• [Task] Copy every line of the items below verbatim, leaving the pictures out of your answer.

━━━ Data excerpts

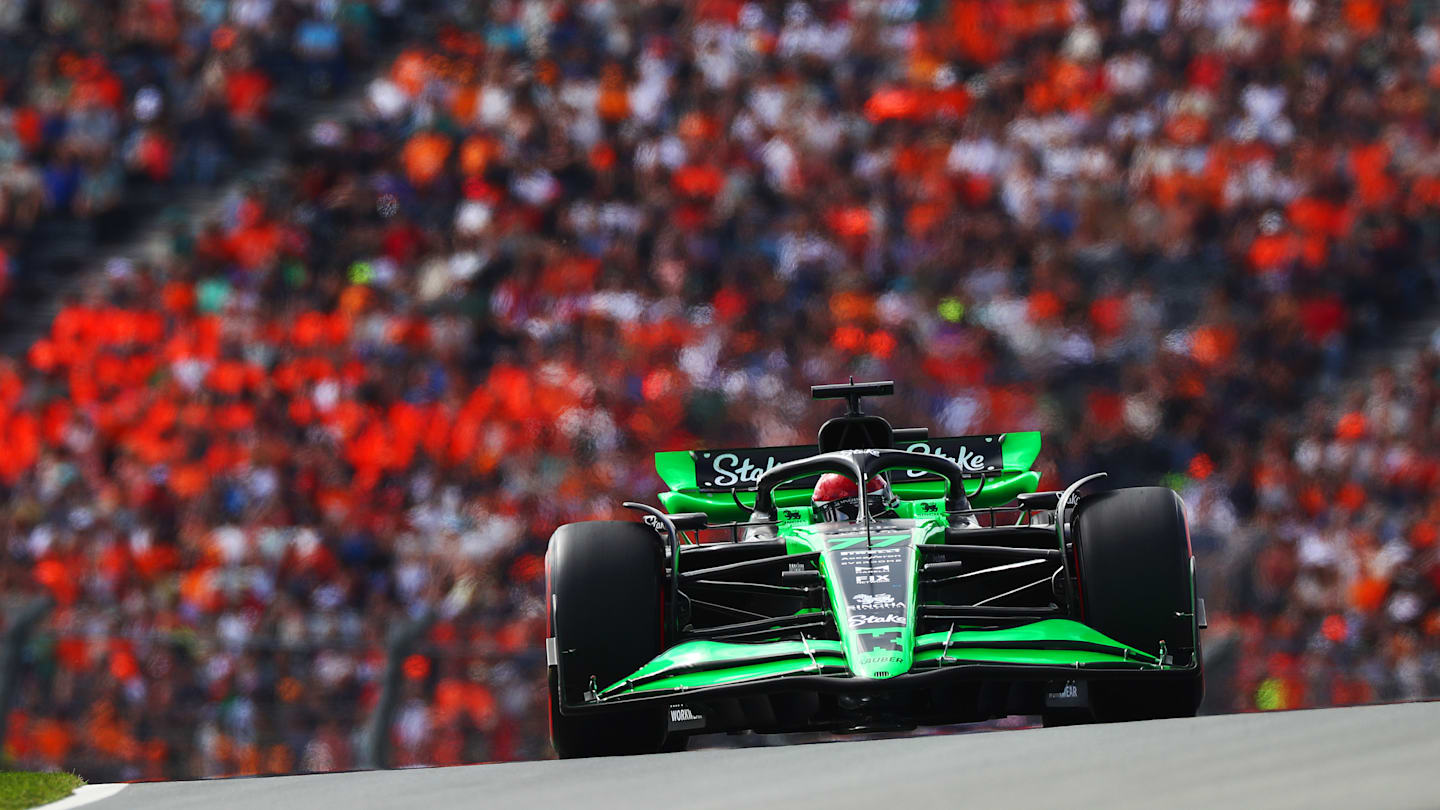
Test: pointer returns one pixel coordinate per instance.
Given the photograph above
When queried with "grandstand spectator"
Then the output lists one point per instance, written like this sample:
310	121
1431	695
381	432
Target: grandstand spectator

━━━━━━

• [Output for this task]
Test: pointer returns one pixel coordinate per instance.
Given the photograph above
When queried with "grandstand spectator"
Then the output lists one point per instance, written like this sample:
310	121
1431	695
381	432
Target: grandstand spectator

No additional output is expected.